• [Given instruction]: Scale the listing below from its first line through the line containing "[(339, 209)]", both ends included, and reproduce every line, requests included, with each x and y coordinate in the answers multiplied by 1.25 and rounded to the nearest whole number, halves rounded up. Omit the pictures from your reproduction.
▬▬▬▬▬▬
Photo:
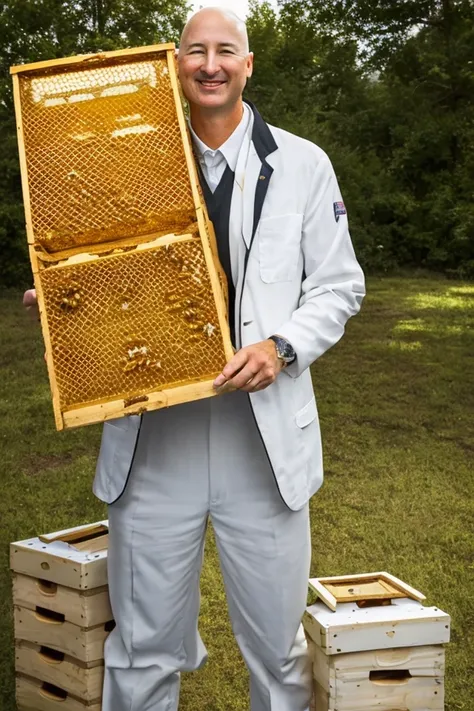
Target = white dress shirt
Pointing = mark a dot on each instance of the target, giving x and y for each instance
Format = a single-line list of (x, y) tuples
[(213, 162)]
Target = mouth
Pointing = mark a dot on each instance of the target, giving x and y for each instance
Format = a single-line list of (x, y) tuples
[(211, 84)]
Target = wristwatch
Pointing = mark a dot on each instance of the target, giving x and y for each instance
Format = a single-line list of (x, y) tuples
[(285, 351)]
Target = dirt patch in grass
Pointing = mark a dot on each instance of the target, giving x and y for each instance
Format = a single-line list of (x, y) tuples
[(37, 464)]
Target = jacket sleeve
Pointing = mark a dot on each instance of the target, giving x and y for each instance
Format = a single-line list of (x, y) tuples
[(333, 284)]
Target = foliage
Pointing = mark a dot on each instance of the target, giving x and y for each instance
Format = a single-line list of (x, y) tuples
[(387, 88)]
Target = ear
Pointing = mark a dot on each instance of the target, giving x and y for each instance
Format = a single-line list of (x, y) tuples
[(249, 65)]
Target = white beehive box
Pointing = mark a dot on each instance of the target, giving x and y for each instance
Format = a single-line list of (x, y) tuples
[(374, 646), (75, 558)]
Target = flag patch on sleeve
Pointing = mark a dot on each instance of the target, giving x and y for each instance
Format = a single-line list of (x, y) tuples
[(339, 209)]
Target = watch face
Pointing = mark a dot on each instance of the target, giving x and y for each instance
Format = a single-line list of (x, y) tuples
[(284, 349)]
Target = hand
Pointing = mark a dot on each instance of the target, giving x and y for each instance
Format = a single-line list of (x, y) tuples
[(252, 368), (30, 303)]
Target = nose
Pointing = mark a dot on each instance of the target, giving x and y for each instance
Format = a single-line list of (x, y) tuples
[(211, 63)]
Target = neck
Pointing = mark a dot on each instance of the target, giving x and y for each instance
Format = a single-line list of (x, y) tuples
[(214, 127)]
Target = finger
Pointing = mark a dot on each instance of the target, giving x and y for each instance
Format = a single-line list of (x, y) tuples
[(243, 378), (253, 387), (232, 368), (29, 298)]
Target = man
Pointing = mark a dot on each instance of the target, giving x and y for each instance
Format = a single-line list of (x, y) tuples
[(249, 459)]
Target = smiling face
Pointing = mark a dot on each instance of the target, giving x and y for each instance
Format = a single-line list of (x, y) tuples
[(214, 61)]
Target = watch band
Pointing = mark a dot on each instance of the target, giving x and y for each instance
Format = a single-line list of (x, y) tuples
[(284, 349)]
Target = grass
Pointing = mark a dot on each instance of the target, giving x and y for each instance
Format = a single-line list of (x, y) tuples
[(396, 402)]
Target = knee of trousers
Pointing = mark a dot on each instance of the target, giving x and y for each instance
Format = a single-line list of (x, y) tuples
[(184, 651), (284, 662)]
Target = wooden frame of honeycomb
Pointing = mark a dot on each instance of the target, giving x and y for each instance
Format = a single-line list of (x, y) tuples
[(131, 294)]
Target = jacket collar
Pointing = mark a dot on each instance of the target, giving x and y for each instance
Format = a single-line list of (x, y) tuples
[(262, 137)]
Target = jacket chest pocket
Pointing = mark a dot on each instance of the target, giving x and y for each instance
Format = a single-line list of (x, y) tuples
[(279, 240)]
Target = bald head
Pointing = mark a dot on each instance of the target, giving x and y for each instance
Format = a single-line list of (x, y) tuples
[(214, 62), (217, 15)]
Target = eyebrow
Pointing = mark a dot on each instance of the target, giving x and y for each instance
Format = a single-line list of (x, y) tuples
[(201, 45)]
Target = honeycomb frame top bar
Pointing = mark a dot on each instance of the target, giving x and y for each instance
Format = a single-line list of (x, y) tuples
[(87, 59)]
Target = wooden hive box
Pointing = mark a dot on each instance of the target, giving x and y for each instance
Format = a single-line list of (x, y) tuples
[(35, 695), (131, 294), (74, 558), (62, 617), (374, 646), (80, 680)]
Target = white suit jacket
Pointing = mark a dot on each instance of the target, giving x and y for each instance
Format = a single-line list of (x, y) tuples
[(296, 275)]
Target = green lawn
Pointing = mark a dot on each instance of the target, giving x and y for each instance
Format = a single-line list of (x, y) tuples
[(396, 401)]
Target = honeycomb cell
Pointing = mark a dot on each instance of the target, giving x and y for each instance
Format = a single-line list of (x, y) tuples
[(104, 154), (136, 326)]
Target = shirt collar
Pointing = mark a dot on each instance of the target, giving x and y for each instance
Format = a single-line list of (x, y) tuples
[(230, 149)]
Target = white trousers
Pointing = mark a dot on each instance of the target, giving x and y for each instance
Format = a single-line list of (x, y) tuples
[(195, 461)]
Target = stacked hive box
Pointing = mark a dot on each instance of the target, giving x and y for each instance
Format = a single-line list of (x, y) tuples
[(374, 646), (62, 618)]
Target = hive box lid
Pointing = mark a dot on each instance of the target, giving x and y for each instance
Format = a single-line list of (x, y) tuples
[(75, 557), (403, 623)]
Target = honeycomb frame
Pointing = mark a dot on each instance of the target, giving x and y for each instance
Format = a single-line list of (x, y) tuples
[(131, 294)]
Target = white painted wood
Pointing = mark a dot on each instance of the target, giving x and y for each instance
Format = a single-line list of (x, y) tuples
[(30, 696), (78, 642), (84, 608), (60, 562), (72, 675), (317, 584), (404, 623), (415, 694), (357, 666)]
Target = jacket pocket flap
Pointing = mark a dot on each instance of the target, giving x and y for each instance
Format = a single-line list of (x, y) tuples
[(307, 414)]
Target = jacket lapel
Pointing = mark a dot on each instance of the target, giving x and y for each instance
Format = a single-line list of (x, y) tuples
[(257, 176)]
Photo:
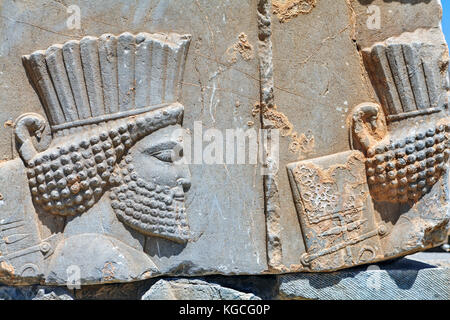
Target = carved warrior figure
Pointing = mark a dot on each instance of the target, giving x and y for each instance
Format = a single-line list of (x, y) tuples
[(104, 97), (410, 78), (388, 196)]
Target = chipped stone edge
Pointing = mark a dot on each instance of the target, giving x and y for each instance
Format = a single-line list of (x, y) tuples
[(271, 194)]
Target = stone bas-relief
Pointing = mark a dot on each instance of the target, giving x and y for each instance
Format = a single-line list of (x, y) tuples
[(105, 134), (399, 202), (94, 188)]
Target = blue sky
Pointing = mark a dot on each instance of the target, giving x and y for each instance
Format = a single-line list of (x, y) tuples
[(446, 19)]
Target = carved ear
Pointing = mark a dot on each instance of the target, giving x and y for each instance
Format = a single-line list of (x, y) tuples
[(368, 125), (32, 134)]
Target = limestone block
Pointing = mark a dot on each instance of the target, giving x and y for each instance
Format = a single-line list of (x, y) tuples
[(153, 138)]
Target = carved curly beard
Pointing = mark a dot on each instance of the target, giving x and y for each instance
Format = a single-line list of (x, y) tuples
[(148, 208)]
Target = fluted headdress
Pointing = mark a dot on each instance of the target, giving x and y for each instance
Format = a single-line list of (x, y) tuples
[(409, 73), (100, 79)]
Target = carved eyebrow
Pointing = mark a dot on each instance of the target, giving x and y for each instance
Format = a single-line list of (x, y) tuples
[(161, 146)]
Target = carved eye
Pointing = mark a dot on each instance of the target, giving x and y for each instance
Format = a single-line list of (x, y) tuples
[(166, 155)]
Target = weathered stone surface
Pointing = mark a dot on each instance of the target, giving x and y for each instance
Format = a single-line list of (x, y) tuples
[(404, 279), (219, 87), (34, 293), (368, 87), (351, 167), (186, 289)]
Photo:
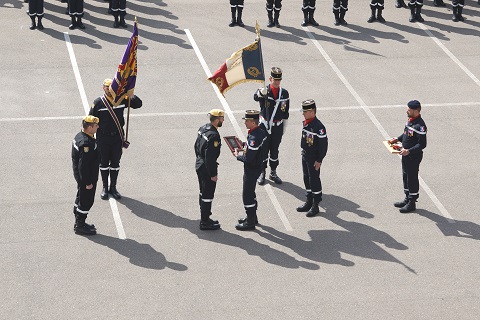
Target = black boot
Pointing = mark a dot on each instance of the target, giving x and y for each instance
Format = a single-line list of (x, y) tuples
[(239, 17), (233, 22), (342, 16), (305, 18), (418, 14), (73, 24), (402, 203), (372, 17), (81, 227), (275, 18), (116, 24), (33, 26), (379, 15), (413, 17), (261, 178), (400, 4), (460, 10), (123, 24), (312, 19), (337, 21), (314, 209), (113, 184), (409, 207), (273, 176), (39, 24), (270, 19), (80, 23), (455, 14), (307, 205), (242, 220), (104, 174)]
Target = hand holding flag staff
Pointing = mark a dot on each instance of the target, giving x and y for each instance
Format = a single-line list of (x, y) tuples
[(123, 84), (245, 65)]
▬▬▬▬▬▬
• [Answer]:
Photo:
Target = white dress shirt
Pointing = mark a dot on each instance of the target, giving x and y for each instance
Format = a single-line list of (x, y) tuples
[(266, 203)]
Target = mouth
Pointing = mark a dot on each instance of the target, giving x and y for each instance
Format = a single-line list of (x, y) tuples
[(264, 105)]
Target = wristwatch
Pointing = mark a dot on each instance of the target, giving x and y for each instance
Format = a single-line list of (x, y) tuples
[(356, 439)]
Target = dirt patch in grass
Pointing = mark a dot on each instance of the target, giving x and y for each instance
Format = a single-line list of (x, y) tuples
[(46, 580)]
Target = jacket sleeve
Pointing = mark a dot on each instance of the target, giving x and y for each instance
Format = a single-line list of (x, y) tuples
[(416, 355)]
Target = foliage
Pointing = mark a dot on each instance of the target, giving x and y for each instance
Format = a single-line list of (x, y) tuples
[(484, 110)]
Target = ear
Pointing = mark a dot on each instance of the target, giving x and y for each instance
Format = a single-line list of (x, y) tuples
[(311, 81)]
Target = white beehive box
Pointing = mark a dot on each instance of the target, giving x and y for each instance
Format = a single-line list of (x, y) tuples
[(468, 808), (94, 698)]
Target = flag patch on sleeve
Pointing = mark a dot on each instance of the target, giving x and y for each instance
Format = a single-line list of (x, y) tuples
[(424, 261)]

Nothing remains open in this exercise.